EXCERPTED PASSAGE:
Civil Code § 52(g) reads:
This section does not require any construction,
alteration, repair, structural or otherwise, or modification of any sort
whatsoever, beyond that construction, alteration, repair, or modification that
is otherwise required by other provisions of law, to any new or existing
establishment, facility, building, improvement, or any other structure, nor
does this section augment, restrict, or alter in any way the authority of the
State Architect to require construction, alteration, repair, or modifications
that the State Architect otherwise possesses pursuant to other laws.
Asan
argues this language explicitly prohibits the type of injunctive relief
Plaintiff requests.

DATA LISTING:
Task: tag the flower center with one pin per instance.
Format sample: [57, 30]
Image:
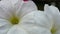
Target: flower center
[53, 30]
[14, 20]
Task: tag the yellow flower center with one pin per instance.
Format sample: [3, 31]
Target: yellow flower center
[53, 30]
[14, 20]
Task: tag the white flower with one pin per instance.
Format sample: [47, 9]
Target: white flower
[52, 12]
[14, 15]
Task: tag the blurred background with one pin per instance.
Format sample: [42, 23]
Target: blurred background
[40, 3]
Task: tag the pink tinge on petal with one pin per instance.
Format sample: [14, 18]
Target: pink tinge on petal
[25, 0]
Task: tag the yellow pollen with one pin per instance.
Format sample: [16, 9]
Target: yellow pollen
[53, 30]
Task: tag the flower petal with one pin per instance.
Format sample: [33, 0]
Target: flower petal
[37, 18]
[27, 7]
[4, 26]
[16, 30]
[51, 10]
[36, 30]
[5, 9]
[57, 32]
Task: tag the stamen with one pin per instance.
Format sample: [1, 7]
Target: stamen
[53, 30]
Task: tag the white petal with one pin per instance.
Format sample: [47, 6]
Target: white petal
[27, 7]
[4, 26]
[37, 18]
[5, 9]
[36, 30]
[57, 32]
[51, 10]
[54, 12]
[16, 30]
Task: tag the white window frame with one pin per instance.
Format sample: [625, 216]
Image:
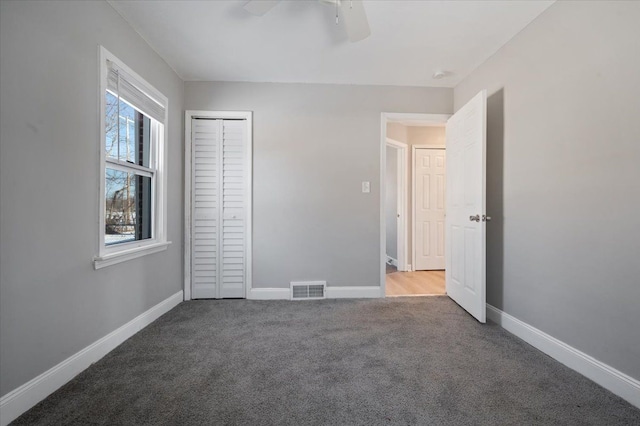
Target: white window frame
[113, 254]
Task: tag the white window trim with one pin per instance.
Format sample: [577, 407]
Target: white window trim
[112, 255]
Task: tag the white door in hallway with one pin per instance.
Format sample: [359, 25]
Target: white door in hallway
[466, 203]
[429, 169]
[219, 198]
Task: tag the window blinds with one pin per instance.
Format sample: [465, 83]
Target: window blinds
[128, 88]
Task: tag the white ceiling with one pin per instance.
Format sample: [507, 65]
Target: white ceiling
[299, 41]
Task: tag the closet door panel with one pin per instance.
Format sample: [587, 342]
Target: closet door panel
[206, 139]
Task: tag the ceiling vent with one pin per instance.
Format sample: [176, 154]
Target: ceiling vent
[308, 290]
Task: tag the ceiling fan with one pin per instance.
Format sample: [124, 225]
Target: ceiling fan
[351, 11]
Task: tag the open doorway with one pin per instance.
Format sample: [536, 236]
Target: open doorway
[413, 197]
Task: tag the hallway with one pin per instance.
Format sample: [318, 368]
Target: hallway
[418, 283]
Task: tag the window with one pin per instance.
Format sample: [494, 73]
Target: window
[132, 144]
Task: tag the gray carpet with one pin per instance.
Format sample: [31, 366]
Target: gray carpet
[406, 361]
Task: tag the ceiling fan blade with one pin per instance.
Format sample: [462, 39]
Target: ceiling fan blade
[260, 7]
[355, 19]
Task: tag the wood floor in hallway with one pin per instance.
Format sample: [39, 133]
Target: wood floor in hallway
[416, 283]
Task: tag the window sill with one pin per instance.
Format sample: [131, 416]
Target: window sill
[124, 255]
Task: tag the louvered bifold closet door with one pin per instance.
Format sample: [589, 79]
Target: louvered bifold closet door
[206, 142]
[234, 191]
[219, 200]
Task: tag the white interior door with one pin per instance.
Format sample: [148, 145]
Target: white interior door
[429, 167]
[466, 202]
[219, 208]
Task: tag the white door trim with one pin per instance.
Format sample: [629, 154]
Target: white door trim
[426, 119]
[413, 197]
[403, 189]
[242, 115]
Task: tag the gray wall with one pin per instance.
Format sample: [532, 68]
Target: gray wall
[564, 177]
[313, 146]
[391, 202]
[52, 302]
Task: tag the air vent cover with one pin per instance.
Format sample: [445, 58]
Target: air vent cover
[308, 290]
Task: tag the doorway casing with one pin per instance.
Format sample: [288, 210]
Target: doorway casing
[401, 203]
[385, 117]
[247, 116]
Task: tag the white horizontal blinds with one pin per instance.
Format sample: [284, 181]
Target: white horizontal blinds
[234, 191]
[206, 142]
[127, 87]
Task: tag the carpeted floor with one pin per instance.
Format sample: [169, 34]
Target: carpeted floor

WHAT YOU NEED TO DO:
#1 Transcribe the Civil Code § 52(g) passage, beginning at the words that have "Civil Code §" and stopping after "Plaintiff requests.".
#2 Pick up the Civil Code § 52(g) passage after its final sentence and continue it.

ANSWERS TO THE PROBLEMS:
#1
Civil Code § 52(g) reads:
This section does not require any construction,
alteration, repair, structural or otherwise, or modification of any sort
whatsoever, beyond that construction, alteration, repair, or modification that
is otherwise required by other provisions of law, to any new or existing
establishment, facility, building, improvement, or any other structure, nor
does this section augment, restrict, or alter in any way the authority of the
State Architect to require construction, alteration, repair, or modifications
that the State Architect otherwise possesses pursuant to other laws.
Asan
argues this language explicitly prohibits the type of injunctive relief
Plaintiff requests.

#2
Plaintiff
argues in opposition that California case law clearly indicates injunctive
relief requiring corrective action is available to Plaintiff. Plaintiff primarily
relies on Thurston v. Midvale Corp. (2019) 39 Cal.App.5th 634
(“Thurston”). Thurston concerned a plaintiff’s claims against a restaurant
defendant whose website violated ADA and UCRA. The plaintiff in Thurston
sought to enjoin defendant to require the website be made ADA compliant. On
appeal, defendant argued that plaintiff did not have standing for such
injunctive relief on the grounds plaintiff did not show a prospective future
injury. The Court of Appeals disagreed, stating that defendant’s argument was unsupported
by existing case law and did not acknowledge the California Supreme Court’s
holding that Civil Code § 52 be construed liberally. (Id. at 652.) The
Court of Appeals ultimately affirmed the injunction requiring defendant to
alter its website to be ADA compliant. (Id. at 655.)
Plaintiff
argues Thurston stands for the principle that, under Civil Code §52, a
Court may issue an injunction which requires a violating party to take
affirmative steps to rectify. Plaintiff further argues Defendant presents no
case law in contravention of Thurston.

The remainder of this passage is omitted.